### Objective
Put every row below into a two-column CSV whose columns are named text and answer. Give one CSV line per row, with the row's text and its answer each in a single quoted field and any line breaks replaced by spaces.

### Input material

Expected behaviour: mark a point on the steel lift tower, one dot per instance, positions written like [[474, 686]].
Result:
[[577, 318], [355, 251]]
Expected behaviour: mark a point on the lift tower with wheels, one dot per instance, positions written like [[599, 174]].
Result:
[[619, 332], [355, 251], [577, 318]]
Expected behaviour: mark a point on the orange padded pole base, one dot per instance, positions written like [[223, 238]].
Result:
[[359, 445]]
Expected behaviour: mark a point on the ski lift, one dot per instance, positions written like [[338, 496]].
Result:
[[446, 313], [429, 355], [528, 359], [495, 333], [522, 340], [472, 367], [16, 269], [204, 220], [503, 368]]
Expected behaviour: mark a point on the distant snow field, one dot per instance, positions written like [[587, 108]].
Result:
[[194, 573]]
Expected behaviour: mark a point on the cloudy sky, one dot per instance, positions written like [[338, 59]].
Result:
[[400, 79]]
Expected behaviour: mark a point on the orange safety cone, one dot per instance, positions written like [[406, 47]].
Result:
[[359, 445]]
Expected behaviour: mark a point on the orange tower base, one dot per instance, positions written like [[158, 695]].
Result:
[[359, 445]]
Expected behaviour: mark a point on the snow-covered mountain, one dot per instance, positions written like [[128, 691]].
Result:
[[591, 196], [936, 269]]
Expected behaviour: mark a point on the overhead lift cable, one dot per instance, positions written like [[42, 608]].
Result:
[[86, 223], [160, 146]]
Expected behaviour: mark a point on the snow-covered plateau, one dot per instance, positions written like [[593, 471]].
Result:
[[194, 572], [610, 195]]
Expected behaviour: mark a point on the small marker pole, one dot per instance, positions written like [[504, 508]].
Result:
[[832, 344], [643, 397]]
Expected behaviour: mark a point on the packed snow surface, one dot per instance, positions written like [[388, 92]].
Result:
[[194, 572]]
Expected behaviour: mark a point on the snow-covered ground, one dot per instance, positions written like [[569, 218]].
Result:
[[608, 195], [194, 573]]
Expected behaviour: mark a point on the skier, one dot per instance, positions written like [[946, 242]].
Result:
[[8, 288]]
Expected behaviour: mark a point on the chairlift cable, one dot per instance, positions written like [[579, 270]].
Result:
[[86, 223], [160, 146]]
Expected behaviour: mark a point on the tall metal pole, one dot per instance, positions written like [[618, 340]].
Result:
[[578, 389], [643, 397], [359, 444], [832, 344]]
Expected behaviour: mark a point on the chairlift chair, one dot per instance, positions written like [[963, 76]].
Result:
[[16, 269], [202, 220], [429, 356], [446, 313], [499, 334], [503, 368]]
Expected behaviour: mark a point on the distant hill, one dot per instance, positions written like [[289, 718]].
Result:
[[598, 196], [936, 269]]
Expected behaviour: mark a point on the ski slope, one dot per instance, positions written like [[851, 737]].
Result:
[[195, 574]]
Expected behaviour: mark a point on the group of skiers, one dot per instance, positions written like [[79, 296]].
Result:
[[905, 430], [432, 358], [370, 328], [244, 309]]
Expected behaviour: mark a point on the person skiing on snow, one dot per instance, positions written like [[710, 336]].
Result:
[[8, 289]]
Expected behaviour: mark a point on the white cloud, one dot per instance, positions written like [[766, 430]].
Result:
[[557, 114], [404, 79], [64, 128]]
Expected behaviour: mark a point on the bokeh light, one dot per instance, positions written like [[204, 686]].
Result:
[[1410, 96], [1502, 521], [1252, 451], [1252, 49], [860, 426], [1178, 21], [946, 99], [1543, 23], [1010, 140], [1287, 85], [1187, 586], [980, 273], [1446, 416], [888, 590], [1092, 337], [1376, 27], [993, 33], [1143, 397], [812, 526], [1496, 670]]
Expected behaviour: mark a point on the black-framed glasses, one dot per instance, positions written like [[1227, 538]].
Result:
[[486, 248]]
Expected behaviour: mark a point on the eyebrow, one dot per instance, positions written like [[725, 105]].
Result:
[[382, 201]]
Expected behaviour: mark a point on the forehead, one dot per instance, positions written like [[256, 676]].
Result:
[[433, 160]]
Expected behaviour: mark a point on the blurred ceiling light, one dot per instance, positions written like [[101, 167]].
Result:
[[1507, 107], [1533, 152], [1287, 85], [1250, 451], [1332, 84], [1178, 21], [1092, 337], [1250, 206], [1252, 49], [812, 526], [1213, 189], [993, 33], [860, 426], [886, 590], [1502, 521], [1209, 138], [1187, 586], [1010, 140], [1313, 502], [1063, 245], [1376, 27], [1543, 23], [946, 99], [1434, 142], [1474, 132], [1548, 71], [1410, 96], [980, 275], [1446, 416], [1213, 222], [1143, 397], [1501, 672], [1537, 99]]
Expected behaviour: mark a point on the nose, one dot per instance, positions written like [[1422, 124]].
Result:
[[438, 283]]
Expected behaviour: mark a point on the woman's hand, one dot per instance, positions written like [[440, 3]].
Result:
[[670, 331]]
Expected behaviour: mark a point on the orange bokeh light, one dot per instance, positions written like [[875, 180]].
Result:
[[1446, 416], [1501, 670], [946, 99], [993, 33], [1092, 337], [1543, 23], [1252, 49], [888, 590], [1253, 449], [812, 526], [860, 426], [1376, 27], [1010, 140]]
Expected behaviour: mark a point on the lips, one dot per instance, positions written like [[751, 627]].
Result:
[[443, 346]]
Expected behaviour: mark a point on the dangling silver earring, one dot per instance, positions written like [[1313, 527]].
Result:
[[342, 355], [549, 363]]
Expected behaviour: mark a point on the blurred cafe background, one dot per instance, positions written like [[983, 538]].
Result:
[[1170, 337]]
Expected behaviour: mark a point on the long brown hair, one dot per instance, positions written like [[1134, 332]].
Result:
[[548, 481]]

### Answer in full
text,answer
"Expected behaviour: mark a point on the steel lift tower, one dot per instance, positions written like [[474, 686]]. Result:","[[577, 318], [355, 251]]"
"Expected behaviour: mark a point on the lift tower with wheels, one dot per instance, positions written like [[599, 174]]. Result:","[[619, 332], [355, 251], [577, 318]]"
"Expected behaviour: mark a point on the orange padded pole base, one dot per instance, positions written like [[223, 238]]. Result:","[[359, 445]]"
"Expected behaviour: mark a point on the ski lift, one dot per instance, positions written like [[338, 496]]. Result:","[[446, 313], [429, 355], [528, 359], [495, 333], [522, 340], [472, 367], [16, 269], [204, 220], [503, 368]]"
"Expected behaviour: mark a point on the distant snow field, one dot per instance, positions written like [[587, 108]]. Result:","[[194, 573]]"
"Expected behaviour: mark a point on the cloudy sky, one dot per instance, positions written like [[338, 59]]. Result:","[[400, 79]]"
"Expected behaviour: mark a point on the orange safety cone, one dot per instance, positions written like [[406, 47]]. Result:","[[359, 445]]"
"Expected behaviour: mark a point on the orange tower base, one dot per instance, positions written like [[158, 695]]. Result:","[[359, 445]]"
"Expected behaviour: mark a point on the snow-covered mountain, one dot per instance, positions written like [[128, 691]]. Result:","[[591, 196], [936, 269]]"
"Expected behaviour: mark a point on the overhead lift cable, one dot per instance, positions written like [[42, 608]]. Result:","[[86, 223], [160, 146]]"
"Expected behaviour: mark a point on the snow-covered plateau, one dot per instance, positions written like [[593, 471]]. Result:","[[194, 572], [610, 195]]"
"Expected behaviour: mark a point on the small marker pole, one dot per instance, positions written like [[504, 508]]. Result:","[[832, 344], [643, 397]]"
"Expected behaviour: mark a point on the packed snow surface, one dot per instance, positions written like [[388, 92]]. Result:","[[194, 572]]"
"Expected behaviour: mark a point on the snow-covered ground, one dot per instance, positions written like [[569, 218]]. Result:","[[608, 195], [194, 573]]"
"Expected behaviour: mark a point on the skier, one dot per instance, positions written like [[946, 242]]. Result:","[[8, 288]]"
"Expected behaviour: mark a point on the chairlift cable, one dot per instance, positions written like [[579, 270]]. Result:","[[86, 223], [160, 146]]"
"Expected behaviour: mark a point on the tall metal pole, one dot per instance, positions written like [[618, 340]]. Result:","[[578, 389], [643, 397], [359, 444], [832, 344]]"
"Expected behaviour: mark a point on the chairlift chair, one dot per instance, positions written like [[963, 76]]. Result:","[[16, 269], [202, 220], [429, 356], [446, 313], [499, 334], [503, 368]]"
"Expected behaviour: mark a point on the distant hill, one dot per instance, positions written like [[289, 718]]. Result:","[[598, 196], [936, 269]]"
"Expected behaviour: mark a point on the ski slope, one dot per instance, positions written like [[851, 737]]. Result:","[[195, 574]]"
"Expected behaviour: mark a point on the group of skiers, one dot per instance, positions written like [[79, 296]]. Result:","[[905, 430], [432, 358], [370, 328], [244, 309]]"
"Expected behaviour: mark a point on the person skiing on snow, one dot per instance, positions written like [[710, 336]]. Result:","[[8, 289]]"
"Expected behaviour: mark a point on the white cloud, one dot per instance, positions written like [[766, 430]]. Result:","[[557, 114], [404, 79], [64, 128]]"
"Expected behaviour: mark a point on the bokeh light, one dot per instance, positions written like [[204, 686]]. Result:","[[1410, 96], [1502, 521], [1252, 451], [1252, 49], [860, 426], [1178, 21], [946, 99], [1543, 23], [1010, 140], [1287, 85], [1187, 586], [980, 273], [1446, 416], [888, 590], [1092, 337], [1376, 27], [993, 33], [1143, 397], [812, 526], [1496, 670]]"
"Expected behaviour: mark a point on the black-framed glasses, one dot per instance, positions written like [[1227, 538]]. Result:","[[486, 248]]"
"Expected behaviour: mark a point on the eyebrow, one dot per instance, positions written like [[725, 105]]. Result:","[[382, 201]]"
"Expected behaviour: mark a point on the forehead, one dot per instance, positions written like [[256, 676]]. Result:","[[433, 160]]"
"Expected behaviour: mark a point on the blurred ceiling light, one dot per instance, positions written like [[101, 167]]. Result:","[[1507, 107], [1533, 152], [1287, 85], [1250, 451], [1332, 84], [1178, 21], [1092, 337], [1250, 206], [1252, 49], [812, 526], [1213, 189], [993, 33], [860, 426], [886, 590], [1502, 521], [1209, 138], [1187, 586], [1010, 140], [1313, 502], [1063, 245], [1376, 27], [1543, 23], [946, 99], [1434, 142], [1474, 132], [1548, 71], [1410, 96], [980, 275], [1446, 416], [1213, 222], [1143, 397], [1501, 672], [1537, 99]]"
"Expected behaviour: mark a point on the nose, one dot per instance, positions written like [[1422, 124]]. Result:","[[438, 283]]"
"Expected behaviour: mark a point on the woman's hand, one dot per instance, positions written like [[440, 3]]. Result:","[[670, 331]]"
"Expected behaviour: mark a point on the orange bokeh light, one dot per instance, positions written like [[875, 180]]. Result:","[[1446, 416], [1501, 670], [946, 99], [993, 33], [1092, 337], [1543, 23], [1252, 49], [888, 590], [1253, 449], [812, 526], [860, 426], [1376, 27], [1010, 140]]"
"Expected behaviour: mark a point on the lips, one dot per instance, positions written like [[751, 627]]. Result:","[[443, 346]]"
"Expected behaviour: mark a point on the dangling silver earring, one dot per instance, positions written like [[1313, 527]]. Result:","[[342, 355], [549, 363]]"
"Expected behaviour: mark a point on the blurred cafe background, one dot per instance, positions written like [[983, 538]]. Result:","[[1170, 337]]"
"Expected behaviour: mark a point on the long brown hair, one dot per instance, positions written like [[1134, 332]]. Result:","[[548, 481]]"